The objective of the characterization is to determine the multi-dimensional subjective properties demanded by the industry; in order that an innovative filter can be developed from the wider range of textiles that have been developed over the last 30 years and which are now commercially available.
The paper starts with a preliminary observation of commercially contaminated filtration media. The six main categories of interactions that cause particle deposition in filter media are considered in terms of scanning electron microscope (SEM) analysis. From this qualitative SEM review, a methodology is established which utilizes a laboratory scale test apparatus; Bolton 1 as depicted in Figure 1; this apparatus empirically contaminates the filtration with industrial paint finish allowing laboratory-contaminated samples to be compared and characterized by quantitative methods.
Bolton 1 test rig.
The methods chosen take into account the identified modes of filtration and also consider the desired outcomes in the commercial environment, thus ensuring that the substance of this paper does not only academically contribute to the body of knowledge in paint exhaust filtration but is also valuable to the manufacturing practitioners.

● COLLECTED DATA
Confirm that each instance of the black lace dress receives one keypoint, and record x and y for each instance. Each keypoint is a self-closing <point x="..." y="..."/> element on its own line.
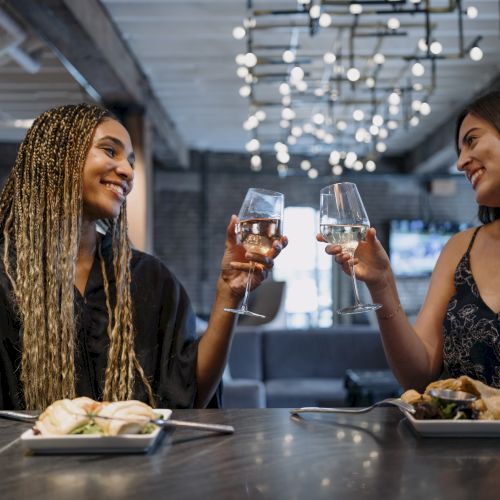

● STATED EXERCISE 1
Please reproduce the filtration passage word for word, the stretch from "The paper starts" through "1 test rig.".
● STATED EXERCISE 2
According to the filtration passage, what does the Bolton 1 apparatus use to contaminate the filtration?
Answer from the filtration passage only, not the material.

● SOLUTION 1
The paper starts with a preliminary observation of commercially contaminated filtration media. The six main categories of interactions that cause particle deposition in filter media are considered in terms of scanning electron microscope (SEM) analysis. From this qualitative SEM review, a methodology is established which utilizes a laboratory scale test apparatus; Bolton 1 as depicted in Figure 1; this apparatus empirically contaminates the filtration with industrial paint finish allowing laboratory-contaminated samples to be compared and characterized by quantitative methods.
Bolton 1 test rig.

● SOLUTION 2
Industrial paint finish.